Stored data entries
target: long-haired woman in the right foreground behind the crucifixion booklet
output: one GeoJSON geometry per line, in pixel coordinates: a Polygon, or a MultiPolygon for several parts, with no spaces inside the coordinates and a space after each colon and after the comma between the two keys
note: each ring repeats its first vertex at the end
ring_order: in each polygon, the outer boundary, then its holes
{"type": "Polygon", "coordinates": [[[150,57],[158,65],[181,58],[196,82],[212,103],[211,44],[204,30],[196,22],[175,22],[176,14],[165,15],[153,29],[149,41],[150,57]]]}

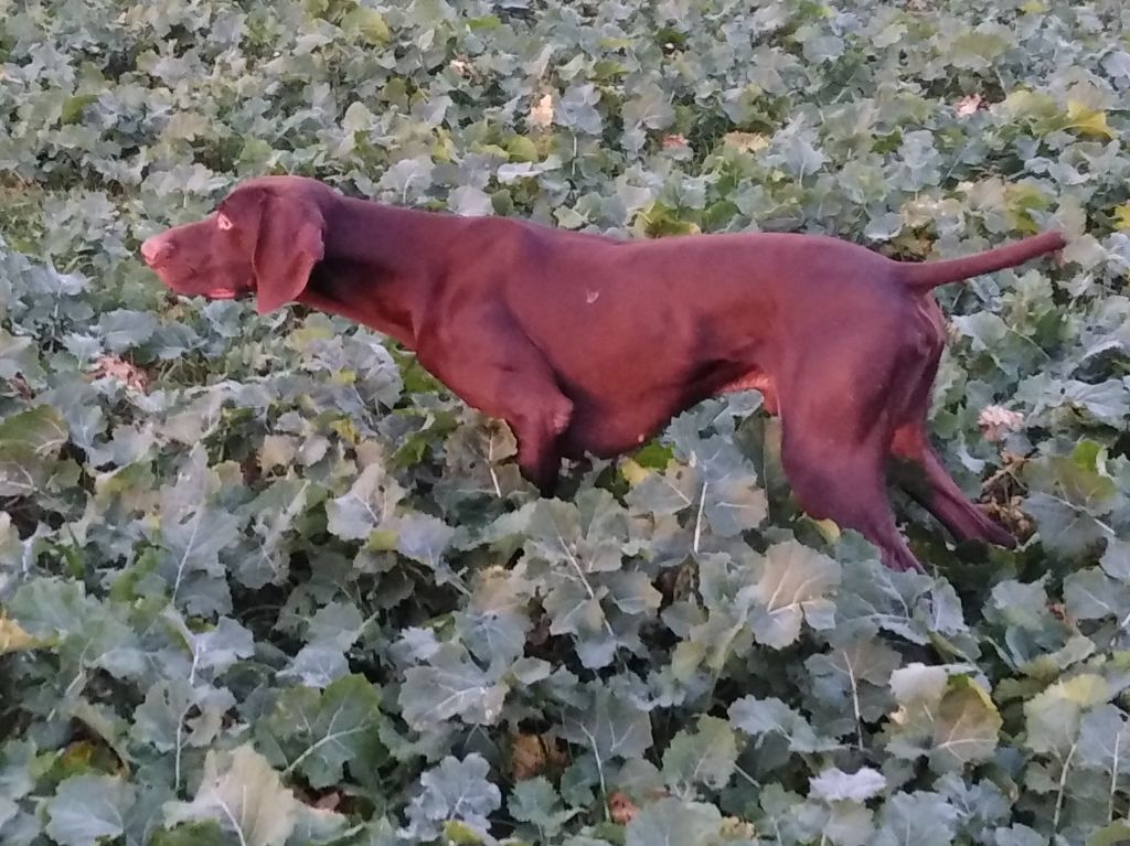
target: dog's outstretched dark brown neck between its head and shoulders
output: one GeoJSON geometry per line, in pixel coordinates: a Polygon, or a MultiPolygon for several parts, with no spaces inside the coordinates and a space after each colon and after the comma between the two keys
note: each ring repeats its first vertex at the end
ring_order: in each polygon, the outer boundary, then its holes
{"type": "Polygon", "coordinates": [[[344,197],[322,213],[325,254],[298,302],[416,349],[425,309],[450,272],[449,244],[473,221],[344,197]]]}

WORK TASK ▸
A word-for-word copy of the records is needed, one that contains no pictures.

OUTPUT FOR THIS EXERCISE ▸
target: long-haired woman in the right foreground behind the crucifixion booklet
output: one GeoJSON geometry per line, in pixel coordinates: a Polygon, or a MultiPolygon for several parts, with no spaces inside the coordinates and a space after each colon and after the comma between the two keys
note: each ring repeats its first vertex at the end
ring_order: in each polygon, the outer boundary, then its holes
{"type": "Polygon", "coordinates": [[[150,57],[158,65],[181,58],[196,82],[212,103],[211,44],[204,30],[196,22],[175,22],[176,14],[165,15],[153,29],[149,41],[150,57]]]}

target: dog's outstretched dark brown neck between its head and shoulders
output: one GeoJSON geometry per line, in pixel coordinates: a Polygon, or a MultiPolygon for several parts, with no spaces inside the coordinates and a space after each colon and after the comma between the two keys
note: each ring repeats its first vertex at the end
ring_order: in each polygon, the outer boundary, then its holes
{"type": "Polygon", "coordinates": [[[344,197],[322,213],[325,254],[298,302],[416,349],[425,309],[450,272],[449,244],[473,221],[344,197]]]}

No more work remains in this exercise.